*** Opening of DATASET ENTRIES ***
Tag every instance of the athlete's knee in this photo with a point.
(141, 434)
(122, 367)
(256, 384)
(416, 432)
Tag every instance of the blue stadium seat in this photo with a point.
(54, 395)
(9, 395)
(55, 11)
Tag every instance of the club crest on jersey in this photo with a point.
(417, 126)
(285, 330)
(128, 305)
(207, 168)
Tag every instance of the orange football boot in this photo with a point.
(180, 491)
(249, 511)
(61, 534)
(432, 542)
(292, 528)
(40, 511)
*** Close of DATASET ENTRIES ***
WHAT YOU ARE ASKED TO DO = All of the entries above should be written out verbatim.

REPLY TO THE TASK =
Tag every instance of the athlete's knee in this photo with a point.
(141, 434)
(122, 367)
(256, 384)
(416, 432)
Tag every instance of the blue stadium seat in this photo with a point.
(54, 395)
(9, 395)
(55, 11)
Tag every instance of the club crest on jersey in this photo with a point.
(417, 126)
(285, 330)
(128, 305)
(207, 168)
Tag every instance of the orange football boot in this photo with a point.
(180, 491)
(249, 511)
(61, 534)
(432, 542)
(292, 528)
(40, 511)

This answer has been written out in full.